Where did Issaquah land on this month's list?

You may have heard: Seattle is an expensive place to live. In recent years, the price to buy property has skyrocketed in the city and the suburbsMillennials have pretty much given up, and renters don't have it much easier.

In the latest Apartment List report, which includes data from April, the costs to rent an apartment in Seattle leapt by 16 percent compared to the same month last year. That year-over-year growth was up as much as 21.5 percent in Bellevue. Even Everett, one of the "most affordable" cities in the Seattle area, saw a 16 percent increase. Here's the top nine, based on the median cost for a one-bedroom.

9. Seattle

Compared to other cities in the greater metro area, Seattle is middle of the pack when it comes to year-over-year growth. That 16 percent is still nothing to sneeze at, but it is a bit more palatable when you consider the eye-popping numbers in cities like New York (31.8 percent), Phoenix (23.3 percent), and Austin (21.5 percent). Yay?
Median one-bedroom rent: $1,700
Median two-bedroom rent: $2,120
Year-over-year rent growth: 16 percent

8. Mountlake Terrace

It's neck and neck between Seattle and Mountlake Terrace, until you consider the month-to-month growth. April rents in Mountlake Terrace were up 1.5 percent compared to March; Seattle's were only up 0.9 percent. 
Median one-bedroom rent: $1,720
Median two-bedroom rent: $2,070
Year-over-year rent growth: 15.1 percent

7. Renton

Last year, broker Kim Colaprete named Renton as one of the most underrated locations in the area. Consider it underrated no more. Those median rents rose 2 percent month over month, and a staggering 18.8 percent compared to the same time last year.

** MATERIAL **

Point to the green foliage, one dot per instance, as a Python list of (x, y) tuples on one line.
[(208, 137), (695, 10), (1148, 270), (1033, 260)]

** OBJECTIVE **
Extend the ranking of Seattle-area rents past its last sentence, picking up after the Renton entry.

** TASK RESULT **
Median one-bedroom rent: $1,750
Median two-bedroom rent: $2,290
Year-over-year rent growth: 18.8 percent

6. Bothell

The housing market in this northern suburb has continued its steady growth due to recent development and a stellar school district. The rental picture has matched that demand, with a one-bedroom median price in the $2,000 territory.
Median one-bedroom rent: $2,000
Median two-bedroom rent: $2,290
Year-over-year rent growth: 15.3 percent

5. Issaquah

Issaquah tied with fellow burb Bothell on median one-bedroom rent, but the median price of a two-bedroom is notably more expensive here. Especially wild is the 3.1 percent month-over-month price growth.
Median one-bedroom rent: $2,000
Median two-bedroom rent: $2,630
Year-over-year rent growth: 16.7 percent

4. Kirkland

Maybe it's the influx of Googlers at the new Kirkland office or maybe folks are just looking for more space on the other side of the lake. Whatever the reason, this Eastside city has been blazing of late, with a monthly rent increase of 2.9 percent, one of the highest in the Seattle area.
Median one-bedroom rent: $2,160
Median two-bedroom rent: $2,500
Year-over-year rent growth: 17.6 percent

3. Redmond

We're sensing a pattern here. Microsofties have already been instructed to return to their offices, at least on a hybrid model, which could be fueling the demand—and rents—in Redmond. Just consider the 3.4 percent month-over-month growth.
Median one-bedroom rent: $2,360
Median two-bedroom rent: $2,650
Year-over-year rent growth: 19.7 percent

2. Bellevue

Renting an apartment in Bellevue from 2021 to 2022 has to have been one wild ride, especially when you look at the city's year-over-year growth. It was the highest increase in the area and the hike is especially significant considering the national average of 16.3 percent. 
Median one-bedroom rent: $2,480
Median two-bedroom rent: $2,650
Year-over-year rent growth: 21.5 percent

1. Woodinville

Just like last month, Woodinville tops this list. It again costs more to rent a one-bedroom here than it does to rent a two-bedroom in Seattle, Mountlake Terrace, Renton, and Bothell. Gulp.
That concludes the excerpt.